Thursday, March 31, 2011

Once a Runner

A lot of people hate running. I’m one of them. The only thing different about me and a lot of people is that I’ve run a few marathons. Full ones, not those wussy half ones.

It’s amazing that I thrice ran 26.2 miles and spent a collective one year of my life training and running almost every single day to do so. I might run once a month now. Actually, that’s a lie. Once every two months. Okay, every three.

What I do like about marathon training is feeling fit. Not just looking it, but also feeling healthier and stronger and more badassier in general. Yet I decided about a year and a half ago that I was done with marathons (although watch. I bet I do a few more). So I had to seek fitness elsewhere.

That wasn’t so easy. Since all I ever did was run, pretty consistently from age 14 to about 23, I didn’t know what else I enjoyed doing. I knew what I didn’t like. I hate machines — elliptical, treadmill, stairmaster and the like — because they make me feel like a robot and anything I can do while watching TV feels like fake exercise to me. I hate group exercise classes — cardio salsa, body pump, things like that — because they make me feel like I’m at cheerleading tryouts. I hate lifting weights; so so so so boring. Also, I hate running.

It’s taken a long time for me to figure out what I actually like. I decided I enjoy things that move me from point A to point B; I now bike to work, to run errands, and sometimes to restaurants and bars if there aren’t going to be too many drinks involved. I like things that don’t involve equipment or special gear (one reason why I did commit to running for as long as I did. It’s a pretty cheap sport); I swim twice a week usually. And I like things that challenge me in ways that I have never challenged myself before; I try to make it to a yoga class twice a week. As someone who has been referred to as hunchback and Splinter (from Teenage Mutant Ninja Turtles, cuz he was hunched over I guess), I’ve never had the strength to even really stand up straight for more than a few minutes at a time. Ever single yoga class challenges me to improve my posture.

So now, I’ve settled into a nice and varied routine of biking, swimming and yoga each week. I am not terribly good at any of those things, but I’m better than, say, someone who never bikes, swims or does yoga. And it’s not about being better than anyone really. It’s about feeling healthier, stronger and morebadassier in general. Which I think I am, depending on the day.

Bounding box annotation records
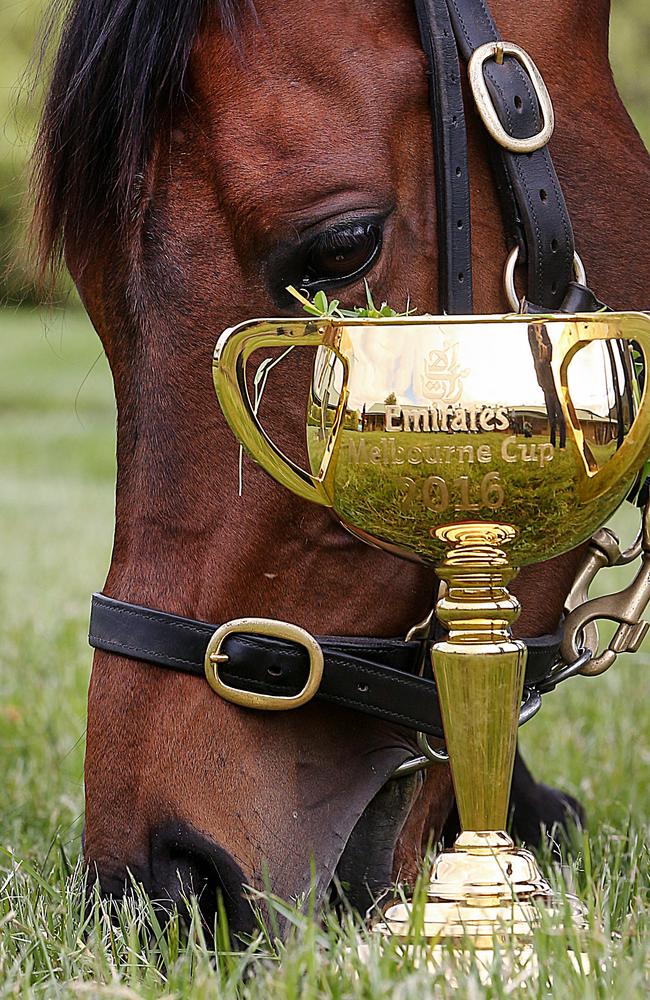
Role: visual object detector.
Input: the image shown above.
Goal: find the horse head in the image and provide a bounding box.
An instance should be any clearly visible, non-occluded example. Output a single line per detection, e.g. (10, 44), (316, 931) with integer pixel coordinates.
(37, 0), (650, 927)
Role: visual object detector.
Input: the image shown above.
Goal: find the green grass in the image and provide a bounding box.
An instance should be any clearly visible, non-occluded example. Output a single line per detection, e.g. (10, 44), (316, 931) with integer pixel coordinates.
(0, 311), (650, 1000)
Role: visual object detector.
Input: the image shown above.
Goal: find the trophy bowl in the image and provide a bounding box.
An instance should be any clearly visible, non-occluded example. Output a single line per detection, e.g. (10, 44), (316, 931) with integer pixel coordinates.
(214, 313), (650, 566)
(214, 312), (650, 954)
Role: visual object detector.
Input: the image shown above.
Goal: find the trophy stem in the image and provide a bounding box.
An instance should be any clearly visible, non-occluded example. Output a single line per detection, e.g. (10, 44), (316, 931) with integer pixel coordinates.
(376, 522), (583, 976)
(432, 524), (526, 830)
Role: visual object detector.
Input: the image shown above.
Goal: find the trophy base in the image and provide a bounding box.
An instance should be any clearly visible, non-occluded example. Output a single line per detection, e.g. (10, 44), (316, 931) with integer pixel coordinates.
(373, 831), (588, 979)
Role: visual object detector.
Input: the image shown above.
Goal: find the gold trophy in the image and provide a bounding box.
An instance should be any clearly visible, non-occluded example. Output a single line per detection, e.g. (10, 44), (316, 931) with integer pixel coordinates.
(214, 313), (650, 951)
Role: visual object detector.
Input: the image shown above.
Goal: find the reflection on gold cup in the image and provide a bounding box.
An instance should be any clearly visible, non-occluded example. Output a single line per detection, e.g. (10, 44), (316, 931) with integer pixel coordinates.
(214, 313), (650, 964)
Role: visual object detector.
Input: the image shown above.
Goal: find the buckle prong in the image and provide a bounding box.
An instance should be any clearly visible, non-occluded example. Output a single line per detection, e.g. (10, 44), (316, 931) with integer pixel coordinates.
(467, 41), (555, 153)
(205, 618), (324, 712)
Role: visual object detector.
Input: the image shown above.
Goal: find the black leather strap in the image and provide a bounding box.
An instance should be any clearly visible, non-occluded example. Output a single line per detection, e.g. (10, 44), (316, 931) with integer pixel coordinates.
(447, 0), (575, 310)
(89, 594), (561, 737)
(415, 0), (473, 315)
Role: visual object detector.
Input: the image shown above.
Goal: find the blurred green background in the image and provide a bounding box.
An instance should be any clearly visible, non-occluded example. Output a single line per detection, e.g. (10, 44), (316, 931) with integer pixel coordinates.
(0, 0), (650, 302)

**Directions:**
1 – In the blog post about running, how often does the writer usually swim?
2 – Update the records from their start down to the line containing "(214, 313), (650, 951)", both ends included, swapping "non-occluded" for "unblocked" and changing nothing else. Write out only those lines, without the pictures.
The blog post and the records have no connection to each other.

**Answers to the exercises:**
1 – Usually twice a week.

2 –
Role: visual object detector.
Input: the image shown above.
Goal: find the horse head in the image and provide a bounding box.
An instance should be any clearly visible, unblocked example. Output a single line per detection, e.g. (10, 44), (316, 931) with integer pixel coordinates.
(37, 0), (650, 927)
Role: visual object detector.
Input: the image shown above.
Goal: find the green grass in the image and provide a bounding box.
An instance should be any clearly visible, unblocked example. Output a single line per detection, e.g. (10, 44), (316, 931) with integer pixel coordinates.
(0, 311), (650, 1000)
Role: visual object detector.
Input: the image shown above.
Goal: find the trophy bowl in the image and provide a bounding box.
An instance should be any clearly visible, unblocked example. Output a single line per detection, e.g. (10, 44), (316, 931) with integer pixel coordinates.
(214, 313), (650, 566)
(214, 312), (650, 954)
Role: visual object detector.
Input: the image shown above.
Goal: find the trophy stem in the image and provide a bounding box.
An instance should be any clearly visible, unblocked example. Output a single line per detection, e.g. (10, 44), (316, 931) with integer pixel coordinates.
(376, 522), (583, 976)
(432, 524), (526, 830)
Role: visual object detector.
Input: the image shown above.
Goal: find the trophy base in the image and provide a bounding box.
An instance should be any clearly visible, unblocked example. Output a single line per detection, e.g. (10, 44), (316, 931) with integer pixel coordinates.
(373, 831), (588, 979)
Role: visual object detector.
Input: the image shown above.
Goal: find the gold trophy in the image and provide a bounding box.
An instance should be any clearly visible, unblocked example. Output a single line per detection, e.g. (10, 44), (316, 931) with integer pixel coordinates.
(214, 313), (650, 951)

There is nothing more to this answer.